-- DIRECTIVE --
Transcribe every line of the records verbatim.

-- ROWS --
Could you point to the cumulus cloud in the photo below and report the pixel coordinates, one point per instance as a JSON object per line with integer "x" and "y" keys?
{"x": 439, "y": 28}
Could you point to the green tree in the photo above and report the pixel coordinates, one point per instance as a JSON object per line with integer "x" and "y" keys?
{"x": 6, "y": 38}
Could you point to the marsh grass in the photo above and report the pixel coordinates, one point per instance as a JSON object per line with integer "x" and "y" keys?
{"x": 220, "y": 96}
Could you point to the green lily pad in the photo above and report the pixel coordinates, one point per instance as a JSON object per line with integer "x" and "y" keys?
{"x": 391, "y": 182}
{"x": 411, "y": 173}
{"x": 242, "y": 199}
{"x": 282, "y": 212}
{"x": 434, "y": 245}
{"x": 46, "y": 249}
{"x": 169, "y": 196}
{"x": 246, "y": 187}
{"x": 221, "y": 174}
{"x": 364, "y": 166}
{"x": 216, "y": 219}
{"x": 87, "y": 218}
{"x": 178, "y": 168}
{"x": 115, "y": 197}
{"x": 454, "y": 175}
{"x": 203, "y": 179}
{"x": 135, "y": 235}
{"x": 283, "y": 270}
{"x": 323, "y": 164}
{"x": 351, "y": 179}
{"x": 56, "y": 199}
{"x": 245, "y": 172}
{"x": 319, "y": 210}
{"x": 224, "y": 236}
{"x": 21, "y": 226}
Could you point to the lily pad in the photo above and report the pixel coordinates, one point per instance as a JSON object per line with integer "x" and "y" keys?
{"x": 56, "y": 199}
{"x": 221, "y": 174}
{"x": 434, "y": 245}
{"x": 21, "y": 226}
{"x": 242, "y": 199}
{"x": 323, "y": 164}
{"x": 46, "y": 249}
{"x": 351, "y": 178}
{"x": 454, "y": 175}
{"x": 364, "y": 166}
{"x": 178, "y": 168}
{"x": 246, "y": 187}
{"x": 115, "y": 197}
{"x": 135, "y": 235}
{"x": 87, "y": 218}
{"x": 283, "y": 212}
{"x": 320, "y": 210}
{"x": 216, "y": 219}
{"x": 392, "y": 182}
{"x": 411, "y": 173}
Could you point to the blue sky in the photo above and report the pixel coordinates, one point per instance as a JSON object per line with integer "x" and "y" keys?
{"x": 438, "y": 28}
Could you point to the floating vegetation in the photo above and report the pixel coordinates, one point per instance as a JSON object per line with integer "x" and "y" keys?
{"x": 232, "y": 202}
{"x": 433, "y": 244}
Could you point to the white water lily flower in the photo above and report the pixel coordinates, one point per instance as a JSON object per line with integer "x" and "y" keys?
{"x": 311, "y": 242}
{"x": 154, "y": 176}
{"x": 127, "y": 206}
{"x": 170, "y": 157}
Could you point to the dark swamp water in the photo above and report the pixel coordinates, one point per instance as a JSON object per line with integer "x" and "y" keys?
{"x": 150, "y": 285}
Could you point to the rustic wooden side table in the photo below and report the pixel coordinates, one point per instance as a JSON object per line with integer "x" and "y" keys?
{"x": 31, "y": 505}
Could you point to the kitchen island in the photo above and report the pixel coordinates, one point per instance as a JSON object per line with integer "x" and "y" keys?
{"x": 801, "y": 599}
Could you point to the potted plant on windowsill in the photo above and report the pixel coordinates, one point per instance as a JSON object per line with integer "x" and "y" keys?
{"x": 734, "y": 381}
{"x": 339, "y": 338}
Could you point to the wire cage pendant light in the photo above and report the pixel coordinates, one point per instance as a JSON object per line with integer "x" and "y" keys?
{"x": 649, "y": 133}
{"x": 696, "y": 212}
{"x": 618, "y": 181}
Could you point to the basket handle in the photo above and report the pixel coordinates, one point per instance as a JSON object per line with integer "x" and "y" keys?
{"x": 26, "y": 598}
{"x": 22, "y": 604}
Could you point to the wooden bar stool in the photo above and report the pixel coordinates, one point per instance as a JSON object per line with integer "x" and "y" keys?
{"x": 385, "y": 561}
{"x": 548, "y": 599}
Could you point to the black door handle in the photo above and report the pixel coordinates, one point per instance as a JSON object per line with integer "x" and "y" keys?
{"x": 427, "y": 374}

-- RESULT --
Could you point to the cumulus cloud in the photo below and report the pixel coordinates, one point per instance as a JSON object per line with integer "x" and "y" keys?
{"x": 439, "y": 28}
Could you point to the green tree in the photo above and report the pixel coordinates, one point per instance as a JSON object per line with integer "x" and "y" keys?
{"x": 6, "y": 38}
Could you point to the marsh grass in the photo above and report the pixel coordinates, one point per instance as a JSON object per line with integer "x" and "y" keys?
{"x": 220, "y": 96}
Could you point to the green lily pad in the photo above and report the pixel coordinates, one point per instance as a JSON object per line with integer "x" and "y" keys?
{"x": 391, "y": 182}
{"x": 411, "y": 173}
{"x": 242, "y": 199}
{"x": 282, "y": 212}
{"x": 434, "y": 245}
{"x": 46, "y": 249}
{"x": 169, "y": 196}
{"x": 246, "y": 187}
{"x": 221, "y": 174}
{"x": 364, "y": 166}
{"x": 216, "y": 219}
{"x": 87, "y": 218}
{"x": 178, "y": 168}
{"x": 115, "y": 197}
{"x": 454, "y": 175}
{"x": 203, "y": 179}
{"x": 135, "y": 235}
{"x": 283, "y": 270}
{"x": 323, "y": 164}
{"x": 351, "y": 179}
{"x": 56, "y": 199}
{"x": 245, "y": 172}
{"x": 319, "y": 210}
{"x": 224, "y": 236}
{"x": 21, "y": 226}
Could you point to the lily pad in the photo above and report the pixel coordinates, one point per instance as a JSON object per line with integer "x" and "y" keys?
{"x": 56, "y": 199}
{"x": 221, "y": 174}
{"x": 434, "y": 245}
{"x": 21, "y": 226}
{"x": 242, "y": 199}
{"x": 323, "y": 164}
{"x": 46, "y": 249}
{"x": 351, "y": 178}
{"x": 454, "y": 175}
{"x": 364, "y": 166}
{"x": 178, "y": 168}
{"x": 246, "y": 187}
{"x": 115, "y": 197}
{"x": 135, "y": 235}
{"x": 87, "y": 218}
{"x": 283, "y": 212}
{"x": 320, "y": 210}
{"x": 216, "y": 219}
{"x": 392, "y": 182}
{"x": 411, "y": 173}
Could you point to the blue sky in the photo above and report the pixel coordinates, one point per instance as a JSON object per line with integer "x" and "y" keys?
{"x": 438, "y": 28}
Could you point to the floating vegetation in the photo above and report the pixel coordinates, one point per instance as a JSON object per line with integer "x" and "y" keys?
{"x": 232, "y": 202}
{"x": 433, "y": 244}
Could you point to the white water lily flower in the photo above and report the pixel coordinates, one point per instance as a JSON object per line with integer "x" and "y" keys?
{"x": 311, "y": 242}
{"x": 154, "y": 176}
{"x": 127, "y": 206}
{"x": 170, "y": 157}
Could you point to the dark swamp water in the photo above and report the pixel coordinates, one point per instance as a JSON object per line with integer "x" and "y" keys?
{"x": 150, "y": 285}
Could you point to the rustic wooden side table in the photo below and report the pixel coordinates, one point per instance as a JSON object per line with integer "x" and "y" keys?
{"x": 31, "y": 505}
Could you point to the kitchen island in the photo above and report the pixel coordinates, one point per instance as a JSON object per line with integer "x" and "y" keys?
{"x": 801, "y": 599}
Could you point to the potted plant on windowsill in the photo above and report the pixel coordinates, one point per instance as a JSON object per line with integer "x" and "y" keys?
{"x": 734, "y": 381}
{"x": 339, "y": 338}
Could you point to the wire cage pendant light in the photo above and report the pixel coordinates, one point per instance as a JSON object per line with integer "x" and "y" keys?
{"x": 649, "y": 133}
{"x": 696, "y": 212}
{"x": 618, "y": 181}
Could you point to the basket handle in the photo above and report the pixel coordinates, one point per instance as a JSON object per line with integer "x" and "y" keys?
{"x": 26, "y": 598}
{"x": 22, "y": 604}
Could you point to the wooden bar stool in the photo above and report the pixel coordinates, one point per instance as a JSON object per line with integer "x" and "y" keys?
{"x": 385, "y": 561}
{"x": 548, "y": 599}
Could you point to the black door handle in the photo above and report the pixel coordinates, one point per instance as a JSON object per line with integer "x" and "y" keys?
{"x": 427, "y": 374}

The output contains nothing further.